Выдержка из документа:
- - - - -
4. Психоаналитическая критика

Наша последняя опция психоаналитическая. Это направление прямо настаивало на своей особой близости к «внутреннему миру» человека. Это был, однако, мир телесно-осязаемый. Для многих очарованных поклонников и хулителей психоанализа он был почти лишенным сознания, скорее гидравлическим, чем поэтическим. В этой модели творческое воображение управляется не внеличной самодовлеющей формой, не диалогом на межличностной границе, не борьбой социально-экономических классов, но совершенно иной доминантой: биологической энергией внутри изолированного организма. Ценностное ядро фрейдистской теории оказалось столь прочным в противостоянии с другими методологиями, что Волошинов, марксистски ориентированный член бахтинского кружка, в 1927 году выступил против вредоносности Фрейда с целой книгой [Волошинов 1993].
- - - - -
Представленные данные:

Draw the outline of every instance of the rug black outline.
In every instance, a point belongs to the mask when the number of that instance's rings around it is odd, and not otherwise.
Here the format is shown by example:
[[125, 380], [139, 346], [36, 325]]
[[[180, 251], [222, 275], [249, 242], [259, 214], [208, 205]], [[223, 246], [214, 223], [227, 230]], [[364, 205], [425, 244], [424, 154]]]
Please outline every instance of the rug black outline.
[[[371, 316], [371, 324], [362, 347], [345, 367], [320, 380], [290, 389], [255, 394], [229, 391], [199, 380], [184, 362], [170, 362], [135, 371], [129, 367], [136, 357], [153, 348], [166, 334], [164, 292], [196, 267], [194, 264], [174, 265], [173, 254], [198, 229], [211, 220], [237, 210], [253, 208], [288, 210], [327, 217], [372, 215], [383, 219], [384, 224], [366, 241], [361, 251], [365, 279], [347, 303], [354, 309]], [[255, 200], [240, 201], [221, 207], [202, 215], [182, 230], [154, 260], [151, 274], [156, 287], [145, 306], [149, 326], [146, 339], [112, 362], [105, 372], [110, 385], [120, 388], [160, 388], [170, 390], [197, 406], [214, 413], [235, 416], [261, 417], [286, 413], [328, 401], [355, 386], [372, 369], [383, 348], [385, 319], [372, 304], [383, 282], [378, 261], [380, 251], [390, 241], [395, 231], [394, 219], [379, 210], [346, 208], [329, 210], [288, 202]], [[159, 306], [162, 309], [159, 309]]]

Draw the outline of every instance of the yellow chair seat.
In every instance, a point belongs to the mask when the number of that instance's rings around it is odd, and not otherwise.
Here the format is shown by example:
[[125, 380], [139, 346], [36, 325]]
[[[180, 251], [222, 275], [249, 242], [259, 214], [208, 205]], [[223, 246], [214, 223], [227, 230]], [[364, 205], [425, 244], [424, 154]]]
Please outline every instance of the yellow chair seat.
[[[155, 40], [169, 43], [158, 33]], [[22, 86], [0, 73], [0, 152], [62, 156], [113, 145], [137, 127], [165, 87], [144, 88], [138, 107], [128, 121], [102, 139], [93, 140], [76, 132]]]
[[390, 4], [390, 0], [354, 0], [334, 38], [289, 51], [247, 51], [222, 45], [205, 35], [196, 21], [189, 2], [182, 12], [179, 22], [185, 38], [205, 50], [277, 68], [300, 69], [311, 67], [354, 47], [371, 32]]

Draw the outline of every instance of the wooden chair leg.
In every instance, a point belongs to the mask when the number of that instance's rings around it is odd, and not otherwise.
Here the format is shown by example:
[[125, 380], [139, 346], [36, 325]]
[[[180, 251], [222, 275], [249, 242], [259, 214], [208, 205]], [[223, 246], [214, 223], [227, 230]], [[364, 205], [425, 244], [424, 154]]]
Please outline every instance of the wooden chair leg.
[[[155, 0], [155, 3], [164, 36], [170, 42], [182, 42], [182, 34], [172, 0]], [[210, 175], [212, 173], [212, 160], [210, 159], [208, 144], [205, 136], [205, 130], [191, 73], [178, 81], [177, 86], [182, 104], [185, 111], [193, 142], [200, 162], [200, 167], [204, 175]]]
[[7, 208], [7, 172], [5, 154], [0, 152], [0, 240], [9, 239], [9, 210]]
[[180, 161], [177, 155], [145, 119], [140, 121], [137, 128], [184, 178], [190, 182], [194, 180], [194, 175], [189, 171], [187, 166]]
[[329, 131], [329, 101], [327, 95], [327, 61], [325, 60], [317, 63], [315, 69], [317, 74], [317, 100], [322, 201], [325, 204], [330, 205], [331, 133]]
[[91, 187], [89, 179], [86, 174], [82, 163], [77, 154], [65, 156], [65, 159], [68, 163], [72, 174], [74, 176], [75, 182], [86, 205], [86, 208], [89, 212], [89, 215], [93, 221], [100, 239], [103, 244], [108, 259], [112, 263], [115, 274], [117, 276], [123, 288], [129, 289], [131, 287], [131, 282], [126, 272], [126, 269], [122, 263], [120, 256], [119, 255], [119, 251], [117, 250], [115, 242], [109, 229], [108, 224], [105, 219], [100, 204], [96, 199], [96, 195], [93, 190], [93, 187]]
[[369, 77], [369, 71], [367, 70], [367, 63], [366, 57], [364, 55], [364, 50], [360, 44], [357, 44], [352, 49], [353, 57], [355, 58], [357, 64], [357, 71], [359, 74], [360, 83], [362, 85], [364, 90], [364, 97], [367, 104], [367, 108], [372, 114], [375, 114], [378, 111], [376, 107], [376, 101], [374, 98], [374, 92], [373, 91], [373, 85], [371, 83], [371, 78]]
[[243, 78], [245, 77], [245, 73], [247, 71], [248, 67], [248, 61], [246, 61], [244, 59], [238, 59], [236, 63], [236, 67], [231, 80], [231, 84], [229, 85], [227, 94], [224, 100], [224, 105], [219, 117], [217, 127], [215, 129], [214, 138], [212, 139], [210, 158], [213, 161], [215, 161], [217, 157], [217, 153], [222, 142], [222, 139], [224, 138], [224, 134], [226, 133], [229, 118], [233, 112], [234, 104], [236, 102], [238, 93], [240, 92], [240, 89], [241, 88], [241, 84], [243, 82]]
- - - - -
Условие задачи: Переведите на английский язык предложение из фрагмента о психоаналитической критике: «Это направление прямо настаивало на своей особой близости к „внутреннему миру“ человека».

Решение задачи: This school of thought explicitly insisted on its special closeness to a person's "inner world."